# Your task:
Copy out all of the entries exactly as they appear.

(Saved entries)
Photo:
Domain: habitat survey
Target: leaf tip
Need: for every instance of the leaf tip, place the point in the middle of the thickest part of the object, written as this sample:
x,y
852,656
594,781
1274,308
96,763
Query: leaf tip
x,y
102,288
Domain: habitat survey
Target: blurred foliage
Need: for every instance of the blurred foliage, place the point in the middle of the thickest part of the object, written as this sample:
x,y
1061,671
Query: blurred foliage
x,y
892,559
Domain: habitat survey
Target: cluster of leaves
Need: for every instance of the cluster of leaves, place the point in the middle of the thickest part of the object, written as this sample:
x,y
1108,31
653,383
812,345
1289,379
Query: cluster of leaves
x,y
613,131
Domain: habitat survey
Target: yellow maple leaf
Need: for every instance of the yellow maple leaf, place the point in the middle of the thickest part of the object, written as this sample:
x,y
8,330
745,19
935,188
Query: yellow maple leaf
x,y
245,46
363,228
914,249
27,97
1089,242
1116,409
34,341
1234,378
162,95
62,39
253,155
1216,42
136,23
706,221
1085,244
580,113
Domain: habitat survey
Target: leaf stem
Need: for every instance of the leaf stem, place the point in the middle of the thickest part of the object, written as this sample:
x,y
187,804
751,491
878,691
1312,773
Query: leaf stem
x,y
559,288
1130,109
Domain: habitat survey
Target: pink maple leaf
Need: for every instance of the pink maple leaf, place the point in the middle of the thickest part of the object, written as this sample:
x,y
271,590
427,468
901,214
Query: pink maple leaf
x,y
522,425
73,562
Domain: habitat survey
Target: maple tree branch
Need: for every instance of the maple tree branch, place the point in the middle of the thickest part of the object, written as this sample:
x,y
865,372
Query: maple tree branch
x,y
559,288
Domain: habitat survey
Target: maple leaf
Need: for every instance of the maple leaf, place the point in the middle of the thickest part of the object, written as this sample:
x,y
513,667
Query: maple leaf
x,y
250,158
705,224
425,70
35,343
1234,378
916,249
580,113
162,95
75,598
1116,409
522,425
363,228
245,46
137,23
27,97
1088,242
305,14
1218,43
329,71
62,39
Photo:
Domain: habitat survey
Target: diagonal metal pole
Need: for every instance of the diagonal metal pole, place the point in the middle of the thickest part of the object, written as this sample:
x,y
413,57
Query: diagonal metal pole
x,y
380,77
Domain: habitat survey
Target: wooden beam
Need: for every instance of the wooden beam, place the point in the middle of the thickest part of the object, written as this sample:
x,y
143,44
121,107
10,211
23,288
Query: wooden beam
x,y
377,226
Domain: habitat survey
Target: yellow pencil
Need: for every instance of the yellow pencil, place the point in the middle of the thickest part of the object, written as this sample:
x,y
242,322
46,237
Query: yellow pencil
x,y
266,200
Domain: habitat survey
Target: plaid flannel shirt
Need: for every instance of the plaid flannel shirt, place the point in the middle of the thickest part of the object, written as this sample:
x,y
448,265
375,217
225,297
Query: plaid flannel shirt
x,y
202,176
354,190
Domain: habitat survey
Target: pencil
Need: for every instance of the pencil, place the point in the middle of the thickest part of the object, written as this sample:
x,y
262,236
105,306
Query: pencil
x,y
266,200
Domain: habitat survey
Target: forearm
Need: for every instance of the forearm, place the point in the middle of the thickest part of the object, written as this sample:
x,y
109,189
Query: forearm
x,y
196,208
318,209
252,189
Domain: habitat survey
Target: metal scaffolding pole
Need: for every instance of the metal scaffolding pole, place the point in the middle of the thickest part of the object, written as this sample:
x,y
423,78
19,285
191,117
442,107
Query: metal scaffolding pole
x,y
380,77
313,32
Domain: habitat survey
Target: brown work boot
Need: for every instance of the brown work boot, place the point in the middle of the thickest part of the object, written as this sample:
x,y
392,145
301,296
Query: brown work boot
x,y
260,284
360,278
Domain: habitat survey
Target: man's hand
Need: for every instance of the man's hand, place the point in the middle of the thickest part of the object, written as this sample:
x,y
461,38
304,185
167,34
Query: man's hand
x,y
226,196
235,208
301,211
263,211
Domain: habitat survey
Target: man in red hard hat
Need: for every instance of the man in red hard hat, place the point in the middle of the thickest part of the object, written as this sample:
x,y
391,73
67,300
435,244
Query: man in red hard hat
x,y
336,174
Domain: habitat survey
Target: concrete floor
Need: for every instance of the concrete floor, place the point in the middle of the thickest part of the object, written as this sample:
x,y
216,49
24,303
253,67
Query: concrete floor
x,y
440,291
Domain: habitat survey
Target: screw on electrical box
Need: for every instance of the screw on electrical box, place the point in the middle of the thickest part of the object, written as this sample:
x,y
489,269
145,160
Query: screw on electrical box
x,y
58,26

# Answer section:
Photo:
Domain: habitat survey
Target: leaf tip
Need: for every instance of the leaf tip, place the point in the middle of the thickest part of the object, written as this sample:
x,y
852,656
594,781
1274,308
96,763
Query: leaf tip
x,y
102,288
Domain: habitat survey
Target: blurred foliage
Need: for every instance of the blurred foliage, place the point in the middle of the thickest part of the object, written as this sample:
x,y
1061,671
Query: blurred foliage
x,y
892,559
Domain: habitat survey
Target: cluster of leaves
Need: for every instance of the cluster of leaves, place the point in the middle of the thickest part of the object, written as this sample:
x,y
1108,31
653,383
812,345
1289,379
Query: cluster of leaves
x,y
613,131
Domain: habitat survey
Target: yellow maple leaf
Need: for every instance of the yellow maple leaf, place the point in the middle of the thickest part of the object, written as this sample:
x,y
8,330
745,19
935,188
Query: yellow maple leaf
x,y
245,46
363,228
914,249
27,97
1089,242
1116,409
34,341
1234,378
162,95
62,39
253,155
1216,42
136,23
706,221
1085,244
580,113
Domain: habitat survey
Target: leaf stem
Need: for every instance of the leaf stem, place the point in the middle of the thickest part of the object, written as this sample:
x,y
187,804
751,491
878,691
1312,773
Query: leaf stem
x,y
559,288
1130,109
Domain: habitat survey
Target: pink maple leaf
Need: for every instance of the pink maple leaf, place the point in the middle of the thickest part of the object, written as this sample:
x,y
271,590
427,468
901,214
Query: pink maple leaf
x,y
522,425
73,562
Domain: habitat survey
Target: maple tree branch
Need: for every instance of the maple tree branch, place the point in the middle of the thickest part of the object, written as this sample:
x,y
865,372
Query: maple tree branch
x,y
559,288
Domain: habitat survey
Target: maple leaf
Need: for every instance of the maple leaf, place the point in the middle of the thickest part of the object, written as this sample:
x,y
513,667
Query: maple leaf
x,y
250,158
705,224
425,70
35,343
1234,378
916,249
580,113
162,95
75,598
1116,409
522,425
363,228
245,46
137,23
27,97
1088,242
305,14
1218,43
329,71
62,39
Photo:
Domain: habitat survey
Target: diagonal metal pole
Need: for every instance of the diagonal metal pole, place the point in the middle of the thickest part of the object, written as this sample:
x,y
413,57
Query: diagonal metal pole
x,y
380,77
Domain: habitat survey
Target: wooden beam
Need: for every instance of the wooden beam, place the point in the middle of the thickest part of the object, written as this sample:
x,y
143,44
121,107
10,211
23,288
Query: wooden beam
x,y
377,226
Domain: habitat survey
Target: yellow pencil
Need: for every instance of the yellow pencil, place the point in the middle of the thickest part of the object, written as this sample:
x,y
242,322
46,237
Query: yellow pencil
x,y
266,200
Domain: habitat survey
Target: plaid flannel shirt
Need: for every instance of the plaid flannel shirt, place the point in the middle of the thickest part of the object, written as this sample:
x,y
448,265
375,217
225,297
Query: plaid flannel shirt
x,y
202,176
354,190
Domain: habitat survey
Target: pencil
Need: for every instance of the pencil, place the point in the middle of the thickest part of the object, written as this sample:
x,y
262,236
105,306
Query: pencil
x,y
266,200
Domain: habitat survey
Target: forearm
Need: for every instance of the forearm, place the point in the middle of the thickest part of the object, written as this sample:
x,y
109,189
Query: forearm
x,y
196,208
318,209
252,189
Domain: habitat survey
Target: metal scaffolding pole
Need: for every instance of the metal scaffolding pole, place the point in the middle of the thickest part of the object, written as this sample:
x,y
423,78
19,285
191,117
442,107
Query: metal scaffolding pole
x,y
380,77
313,32
Domain: habitat survey
Target: brown work boot
Need: for every instance of the brown work boot, place the point in the middle of the thickest part of the object, written as this sample:
x,y
392,145
301,296
Query: brown work boot
x,y
260,284
360,278
Domain: habitat survey
Target: man's hand
Need: for every instance of the man's hand, place the point in the middle of the thickest part of the object, written as this sample:
x,y
461,38
304,185
167,34
Query: man's hand
x,y
226,196
235,208
301,211
263,211
Domain: habitat survey
Target: man in red hard hat
Need: for every instance of the man in red hard hat, place the point in the middle of the thickest part of the object, written as this sample:
x,y
391,73
67,300
435,244
Query: man in red hard hat
x,y
336,174
Domain: habitat survey
Target: concrete floor
Need: for every instance of the concrete floor, place the point in the middle of the thickest part of the object, written as this sample:
x,y
216,49
24,303
253,67
Query: concrete floor
x,y
440,291
Domain: habitat survey
Target: screw on electrical box
Need: for every instance of the screw on electrical box, place the point in the middle of the thickest part of the object, written as this sample:
x,y
489,269
145,160
Query: screw on electrical box
x,y
58,26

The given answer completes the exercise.